WORK TO COMPLETE
1. Reproduce the passage of the Shin Megami Tensei V: Vengeance review from "Not content to" up to and including "in my opinion.".
2. According to the Shin Megami Tensei V: Vengeance review, what is the group of four demonic women in the new story arc called?
3. Pick up the Shin Megami Tensei V: Vengeance review after its final sentence and keep writing it.

── SUPPLIED PASSAGE ──

Home » Shin Megami Tensei V: Vengeance PC review – Emphasis on “rebirth”

Shin Megami Tensei V: Vengeance PC review – Emphasis on “rebirth”

Shin Megami Tensei V: Vengeance review featured image

While the Pokemon franchise has long been the most popular “collect creatures with different affinities and make them battle” franchise, Shin Megami Tensei always did it better. Shin Megami Tensei V: Vengeance is a re-release of the game with a ton of quality of life fixes and a new, alternate arc. Free of the Switch’s weak hardware at last, it offers one of the best JRPGs you’ll find anywhere that’s even better than ever thanks to all of the improvements and a large amount of new content.

Not content to merely give us the same game, Shin Megami Tensei V: Vengeance‘s new story arc introduces brand new villains and a markedly different story path. This is still the tale of angels and demons battling it out in Tokyo, but now there’s a new threat in a group of four demonic women known as Qaditsu, plus a new heroine who’s very often present in the story. As such, the new arc has more human interaction, which can make things feel more interesting to some players. The story doesn’t even remotely try to reach the heights and level of depth of the Persona games, but pure gameplay is better anyhow in my opinion.

You play as a human who ends up fusing with an angelic android of sorts to become the Nahobino – a being capable of summoning demons and using strong magic. As in any SMT game, you can recruit any and all demons you meet in regular battle, as well as fuse them, all with the goal of building the perfect team in mind. The classic traits the mainline games are famous for are mostly here. The Press Turn system returns as you search for and exploit demon weaknesses. But, Shin Megami Tensei V: Vengeance goes a lot farther in regard to trying to make for an engaging experience for modern audiences.

Shin Megami Tensei V: Vengeance review boss fight

Most of the game takes place in large zones with plenty of exploration. Treasure orbs that you break open are all over, as are small creatures you can find for rewards including Glory, a currency used to purchase miracles. You’ll also find tons of side quests, demons to converse with, and more. There’s a breadth of things to do and the game does a terrific job of making it all extremely compelling. New to this story arc are guest characters. These are persistent human story characters that can be used in place of your demons if you so choose.

───
── DATA SHOWN ──

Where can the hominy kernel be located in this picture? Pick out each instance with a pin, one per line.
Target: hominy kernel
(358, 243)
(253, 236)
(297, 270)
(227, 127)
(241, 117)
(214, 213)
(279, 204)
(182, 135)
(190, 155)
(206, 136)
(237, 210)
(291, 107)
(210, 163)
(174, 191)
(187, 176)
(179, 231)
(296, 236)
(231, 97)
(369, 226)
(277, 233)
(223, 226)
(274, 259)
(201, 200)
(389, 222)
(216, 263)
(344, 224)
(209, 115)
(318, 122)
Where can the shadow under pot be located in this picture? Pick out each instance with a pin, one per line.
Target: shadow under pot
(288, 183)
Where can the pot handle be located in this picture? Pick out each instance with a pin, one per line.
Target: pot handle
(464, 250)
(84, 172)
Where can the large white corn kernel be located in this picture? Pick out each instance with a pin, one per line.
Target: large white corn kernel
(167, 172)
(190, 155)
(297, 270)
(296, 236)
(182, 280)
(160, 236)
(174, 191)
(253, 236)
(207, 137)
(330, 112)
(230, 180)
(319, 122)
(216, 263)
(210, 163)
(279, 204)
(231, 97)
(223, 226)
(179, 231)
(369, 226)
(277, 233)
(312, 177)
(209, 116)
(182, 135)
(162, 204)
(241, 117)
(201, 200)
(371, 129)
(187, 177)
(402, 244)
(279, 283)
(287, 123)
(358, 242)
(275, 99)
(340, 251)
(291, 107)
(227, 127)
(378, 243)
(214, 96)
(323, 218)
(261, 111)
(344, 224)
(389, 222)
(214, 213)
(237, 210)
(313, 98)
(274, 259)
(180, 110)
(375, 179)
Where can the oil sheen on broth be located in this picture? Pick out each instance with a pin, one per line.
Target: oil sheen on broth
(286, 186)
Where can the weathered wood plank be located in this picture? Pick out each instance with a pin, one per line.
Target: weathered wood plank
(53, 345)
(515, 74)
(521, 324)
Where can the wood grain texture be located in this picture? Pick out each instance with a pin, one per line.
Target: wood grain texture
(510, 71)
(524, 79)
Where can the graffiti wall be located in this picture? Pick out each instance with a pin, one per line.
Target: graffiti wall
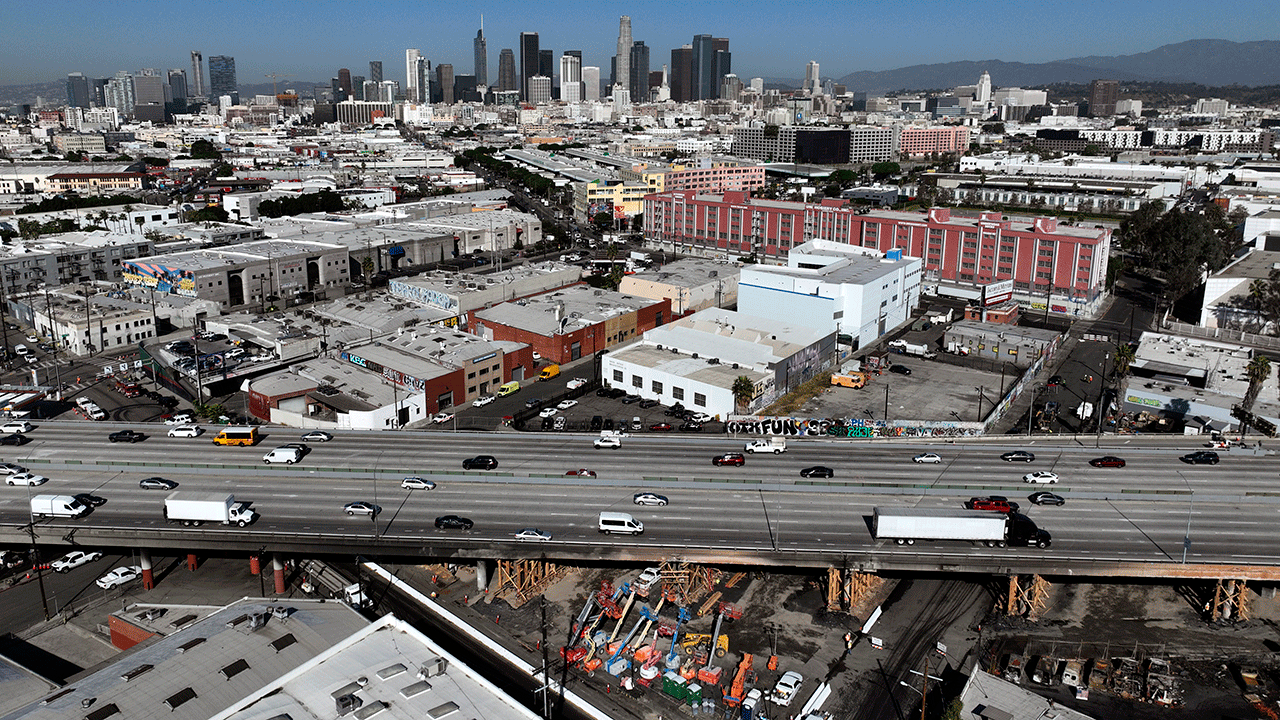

───
── DATA SHOWN ──

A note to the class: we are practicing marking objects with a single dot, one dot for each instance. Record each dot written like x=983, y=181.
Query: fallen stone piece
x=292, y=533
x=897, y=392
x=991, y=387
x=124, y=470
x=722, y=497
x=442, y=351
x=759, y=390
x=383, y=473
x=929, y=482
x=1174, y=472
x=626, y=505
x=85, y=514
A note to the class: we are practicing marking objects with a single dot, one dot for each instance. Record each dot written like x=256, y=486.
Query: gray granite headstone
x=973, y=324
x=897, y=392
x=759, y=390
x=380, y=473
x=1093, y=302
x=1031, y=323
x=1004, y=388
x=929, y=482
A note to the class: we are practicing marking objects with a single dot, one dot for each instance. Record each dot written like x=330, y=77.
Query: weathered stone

───

FINAL RESULTS
1.
Not content to merely give us the same game, Shin Megami Tensei V: Vengeance‘s new story arc introduces brand new villains and a markedly different story path. This is still the tale of angels and demons battling it out in Tokyo, but now there’s a new threat in a group of four demonic women known as Qaditsu, plus a new heroine who’s very often present in the story. As such, the new arc has more human interaction, which can make things feel more interesting to some players. The story doesn’t even remotely try to reach the heights and level of depth of the Persona games, but pure gameplay is better anyhow in my opinion.

2. Qaditsu

3.
I personally prefer to have demons on hand so that I can be fully covered in regard to all the different weaknesses. I’ve always very much enjoyed figuring out how to take on each new enemy by hitting them with all the main elements and seeing how they react. Hitting an enemy weakness or getting a critical adds an extra turn to the attacker’s team. Similarly, missing an attack removes two turns. It’s a great system, although I honestly do like the one in the Persona games better.

I’m truly surprised at how much was done here to streamline the experience and make it more user friendly. For instance, you can now save anywhere. One could argue that this removes some of the tension which is necessary for SMT, considering that all it takes is a couple of unlucky actions to completely wipe your party out, but new players will no doubt appreciate it. There are tons of modern demons and the fresh arc even has entirely new places to explore, making Shin Megami Tensei V: Vengeance even larger than it first appears. You can choose which arc to play in the game’s opening minutes, so the original story is still very much present.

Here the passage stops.